Challenge. Render the items starting at the line containing "Locate every foliage" and ending at the last item as a two-column CSV with the columns item_text and answer. Give one row per item, put each field in quotation marks, and replace any line breaks with spaces.

Dataset.

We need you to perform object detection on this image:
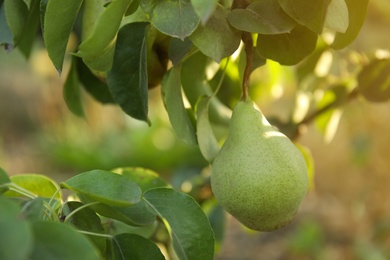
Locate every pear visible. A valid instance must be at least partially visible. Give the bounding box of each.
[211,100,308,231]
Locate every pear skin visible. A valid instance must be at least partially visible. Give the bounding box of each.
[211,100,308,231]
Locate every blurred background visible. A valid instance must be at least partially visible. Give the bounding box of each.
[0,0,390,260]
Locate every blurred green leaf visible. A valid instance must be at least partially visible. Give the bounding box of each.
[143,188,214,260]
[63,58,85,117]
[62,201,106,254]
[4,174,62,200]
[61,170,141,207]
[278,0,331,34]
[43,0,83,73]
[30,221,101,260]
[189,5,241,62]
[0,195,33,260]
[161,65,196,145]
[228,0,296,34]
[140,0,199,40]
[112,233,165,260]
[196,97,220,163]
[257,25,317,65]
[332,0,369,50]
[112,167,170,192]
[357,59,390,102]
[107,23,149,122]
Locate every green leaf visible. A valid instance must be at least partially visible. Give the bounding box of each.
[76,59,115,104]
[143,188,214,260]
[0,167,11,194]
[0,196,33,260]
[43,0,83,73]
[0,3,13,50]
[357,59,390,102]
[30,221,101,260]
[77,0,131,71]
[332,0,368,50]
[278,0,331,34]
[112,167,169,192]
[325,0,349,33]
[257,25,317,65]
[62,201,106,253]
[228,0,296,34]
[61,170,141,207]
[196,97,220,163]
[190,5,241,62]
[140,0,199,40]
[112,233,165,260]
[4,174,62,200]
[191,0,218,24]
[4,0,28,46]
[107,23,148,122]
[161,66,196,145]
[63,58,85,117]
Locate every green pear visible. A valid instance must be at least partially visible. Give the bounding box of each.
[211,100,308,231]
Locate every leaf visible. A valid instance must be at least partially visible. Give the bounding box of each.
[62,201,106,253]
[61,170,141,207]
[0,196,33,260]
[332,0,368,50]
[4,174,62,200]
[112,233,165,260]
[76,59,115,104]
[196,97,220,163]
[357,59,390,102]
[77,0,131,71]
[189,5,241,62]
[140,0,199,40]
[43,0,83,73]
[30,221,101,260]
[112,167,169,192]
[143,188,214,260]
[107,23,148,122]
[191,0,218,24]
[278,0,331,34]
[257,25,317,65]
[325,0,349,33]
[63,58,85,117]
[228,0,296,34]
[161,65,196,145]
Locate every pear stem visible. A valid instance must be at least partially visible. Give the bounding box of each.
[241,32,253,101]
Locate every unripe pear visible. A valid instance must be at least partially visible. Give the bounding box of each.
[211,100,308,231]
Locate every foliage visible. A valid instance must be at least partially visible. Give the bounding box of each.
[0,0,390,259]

Output for this task.
item_text,answer
"Locate every foliage visible. A valid instance must be at least partially visible. Give the bounding box of each.","[0,0,390,259]"